**Exercises to complete**
1. In the text on Modernism, what plays second fiddle to originality in music and art?
2. Reproduce the passage of the Modernism text between "Most agree that" and "way they were.", inclusive.

**Source text**
━━━━━━━━━━━━━━━━━━━━

Archive for November, 2010

What is Modernism?

Posted by Andrew Giddings On November - 23 - 2010

What is Modernism?

Most agree that the Modernist movement took place between the late 1800s and the early 1900s. It might be described as a period that saw a shift in the way people thought, specifically in shedding their ties to tradition in favour of progress. Up until this time, traditions were held dear and people liked things to stay the way they were.

This meant that culture and science drew their influences from the past- using tradition and religion to guide their efforts. The Modernist movement is characterised by the abandonment of old ideas and breaking established rules, enabling people to free themselves to explore new avenues of thought. Indeed, the success of a an artist or thinker once depended on their ability to demonstrate and refine their chosen craft, the Modernist movement meant that greatness depended on one’s ability to break new ground, think outside the box and work from a clean state. To some extent, this still applies today. Entertainment is still judged through a modernist eye. In music and art particularly, technical ability plays second fiddle to originality.

NIETZSCHE

Nietzsche urged people to take a step further in the development of the species by refusing to accept their animal instincts as insurmountable limitations, thus allowing each person to wipe clean his or her own personal slate. We can interpret Nietzsche’s famous words “God is dead” as a newly unlocked door to the modern world, in which people no longer see religion as their main motivator, or as something to restrict them. He felt that morals aren’t real, that they are ideas simply imposed on us by our parents, church or peers. He encourages people to write their own moral code and be faithful to that code. Nietzsche is telling people to be Modernist and avoid living by the rules of others.

━━━━━━━━━━━━━━━━━━━━

**Stored data**
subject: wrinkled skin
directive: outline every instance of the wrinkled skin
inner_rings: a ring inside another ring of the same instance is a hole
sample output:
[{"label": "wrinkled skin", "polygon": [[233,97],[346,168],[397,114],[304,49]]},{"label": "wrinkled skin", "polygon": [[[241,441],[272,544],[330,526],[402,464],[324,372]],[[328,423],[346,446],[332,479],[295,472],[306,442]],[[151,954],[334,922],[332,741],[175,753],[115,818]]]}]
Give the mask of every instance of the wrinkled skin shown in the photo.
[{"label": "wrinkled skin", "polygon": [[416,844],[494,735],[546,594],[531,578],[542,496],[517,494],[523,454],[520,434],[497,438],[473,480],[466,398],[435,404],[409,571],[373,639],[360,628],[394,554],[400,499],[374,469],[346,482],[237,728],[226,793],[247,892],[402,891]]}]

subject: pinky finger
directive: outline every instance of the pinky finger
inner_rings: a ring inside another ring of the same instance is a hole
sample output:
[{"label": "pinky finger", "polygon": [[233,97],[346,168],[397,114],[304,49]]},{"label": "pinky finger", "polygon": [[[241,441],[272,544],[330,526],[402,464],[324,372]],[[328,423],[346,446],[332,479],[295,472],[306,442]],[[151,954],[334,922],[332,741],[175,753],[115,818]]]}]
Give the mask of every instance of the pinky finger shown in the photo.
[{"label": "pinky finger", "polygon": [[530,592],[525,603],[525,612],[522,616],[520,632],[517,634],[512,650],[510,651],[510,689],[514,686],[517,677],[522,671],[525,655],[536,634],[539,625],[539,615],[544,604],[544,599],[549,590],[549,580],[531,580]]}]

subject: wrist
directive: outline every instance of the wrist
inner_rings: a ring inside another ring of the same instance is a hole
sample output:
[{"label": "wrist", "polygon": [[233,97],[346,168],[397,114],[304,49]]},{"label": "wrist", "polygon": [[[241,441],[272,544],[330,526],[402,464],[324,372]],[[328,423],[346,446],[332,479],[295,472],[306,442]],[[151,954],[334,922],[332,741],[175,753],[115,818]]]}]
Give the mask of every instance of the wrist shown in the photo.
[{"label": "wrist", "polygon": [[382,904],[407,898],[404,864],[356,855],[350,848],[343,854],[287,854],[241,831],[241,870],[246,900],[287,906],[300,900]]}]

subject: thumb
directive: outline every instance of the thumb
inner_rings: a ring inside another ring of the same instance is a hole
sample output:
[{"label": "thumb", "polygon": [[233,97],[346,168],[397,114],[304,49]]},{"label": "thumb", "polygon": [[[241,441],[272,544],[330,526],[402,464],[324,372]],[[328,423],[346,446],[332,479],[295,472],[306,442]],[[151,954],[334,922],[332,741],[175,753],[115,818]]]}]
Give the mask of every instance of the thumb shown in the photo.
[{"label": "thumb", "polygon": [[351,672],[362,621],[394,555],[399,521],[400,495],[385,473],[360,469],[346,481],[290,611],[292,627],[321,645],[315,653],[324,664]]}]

━━━━━━━━━━━━━━━━━━━━

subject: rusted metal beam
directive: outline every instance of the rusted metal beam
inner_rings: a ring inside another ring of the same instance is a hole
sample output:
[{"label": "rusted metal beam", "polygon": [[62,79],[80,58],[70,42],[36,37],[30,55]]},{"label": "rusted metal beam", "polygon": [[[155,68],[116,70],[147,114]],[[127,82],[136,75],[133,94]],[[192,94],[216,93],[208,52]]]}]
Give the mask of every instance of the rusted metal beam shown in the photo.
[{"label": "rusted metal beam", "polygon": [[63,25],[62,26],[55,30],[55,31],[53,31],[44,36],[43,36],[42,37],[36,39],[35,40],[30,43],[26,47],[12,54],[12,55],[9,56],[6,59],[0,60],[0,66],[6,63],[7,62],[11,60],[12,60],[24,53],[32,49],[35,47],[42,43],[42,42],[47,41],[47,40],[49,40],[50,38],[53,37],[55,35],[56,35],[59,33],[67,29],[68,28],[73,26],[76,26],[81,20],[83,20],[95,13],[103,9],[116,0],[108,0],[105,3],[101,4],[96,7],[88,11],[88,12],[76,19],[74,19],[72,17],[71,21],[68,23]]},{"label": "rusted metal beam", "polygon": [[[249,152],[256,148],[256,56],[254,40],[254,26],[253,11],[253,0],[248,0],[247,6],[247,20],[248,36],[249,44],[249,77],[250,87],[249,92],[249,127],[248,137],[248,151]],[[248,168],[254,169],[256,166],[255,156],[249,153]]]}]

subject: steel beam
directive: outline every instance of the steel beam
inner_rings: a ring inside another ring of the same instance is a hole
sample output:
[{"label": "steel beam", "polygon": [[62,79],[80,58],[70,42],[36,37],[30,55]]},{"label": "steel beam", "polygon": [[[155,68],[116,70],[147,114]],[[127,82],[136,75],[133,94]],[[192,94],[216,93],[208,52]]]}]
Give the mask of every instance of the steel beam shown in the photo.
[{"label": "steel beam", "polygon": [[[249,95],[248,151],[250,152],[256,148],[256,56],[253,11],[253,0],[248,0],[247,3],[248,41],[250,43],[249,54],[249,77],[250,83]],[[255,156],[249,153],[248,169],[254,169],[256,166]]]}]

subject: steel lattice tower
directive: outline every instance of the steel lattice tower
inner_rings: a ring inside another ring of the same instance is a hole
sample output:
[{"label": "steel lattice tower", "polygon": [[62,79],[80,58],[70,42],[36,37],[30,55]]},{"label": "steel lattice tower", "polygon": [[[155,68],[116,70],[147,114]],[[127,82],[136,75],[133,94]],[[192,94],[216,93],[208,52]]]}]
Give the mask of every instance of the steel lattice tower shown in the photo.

━━━━━━━━━━━━━━━━━━━━

**Problem solutions**
1. Technical ability.

2.
Most agree that the Modernist movement took place between the late 1800s and the early 1900s. It might be described as a period that saw a shift in the way people thought, specifically in shedding their ties to tradition in favour of progress. Up until this time, traditions were held dear and people liked things to stay the way they were.